Patent Publication Number: US-6659513-B1

Title: Closure for connecting two thin walls

Description:
CROSS-REFERENCE TO RELATED APPLICATIONS 
     This application claims priority of International Application No. PCT/EP00/10613, filed Oct. 27, 2000 and German Application No. 299 22 195.4, filed Dec. 17, 1999, the complete disclosures of which are hereby incorporated by reference. 
    
    
     BACKGROUND OF THE INVENTION 
     a) Field of the Invention 
     The invention is directed to a closure for connecting two thin walls, such as sheet metal cabinet doors to sheet metal cabinet frames, which comprises a bearing piece, mounted in or on an opening in the first thin wall and a shaft, retained in the bearing piece wherein it may be rotated and axially displaced. A pivoting lever is mounted on the one, outer end of the shaft and, on the other, inner end of the shaft, a retaining piece is arranged, wherein the pivoting lever can be pivoted from a first, open position where the shaft is in a first axially loaded position into a second, closed position where the shaft has been displaced axially outwards against the force of a spring.

> PROBLEM DESCRIPTION:
Translate this sentence from the closure patent extract into Spanish: "This application claims priority of International Application No. PCT/EP00/10613, filed Oct. 27, 2000 and German Application No. 299 22 195.4, filed Dec. 17, 1999, the complete disclosures of which are hereby incorporated by reference." The material after the closure patent extract is separate from it.

> DATA PROVIDED:
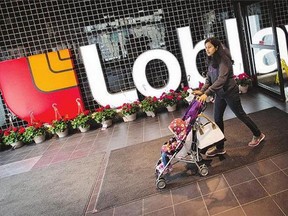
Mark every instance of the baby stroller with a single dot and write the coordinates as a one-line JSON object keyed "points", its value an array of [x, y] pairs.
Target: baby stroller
{"points": [[192, 120]]}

> WRITTEN SOLUTION:
Esta solicitud reivindica la prioridad de la Solicitud Internacional n.º PCT/EP00/10613, presentada el 27 de octubre de 2000, y de la Solicitud Alemana n.º 299 22 195.4, presentada el 17 de diciembre de 1999, cuyas divulgaciones completas se incorporan aquí por referencia.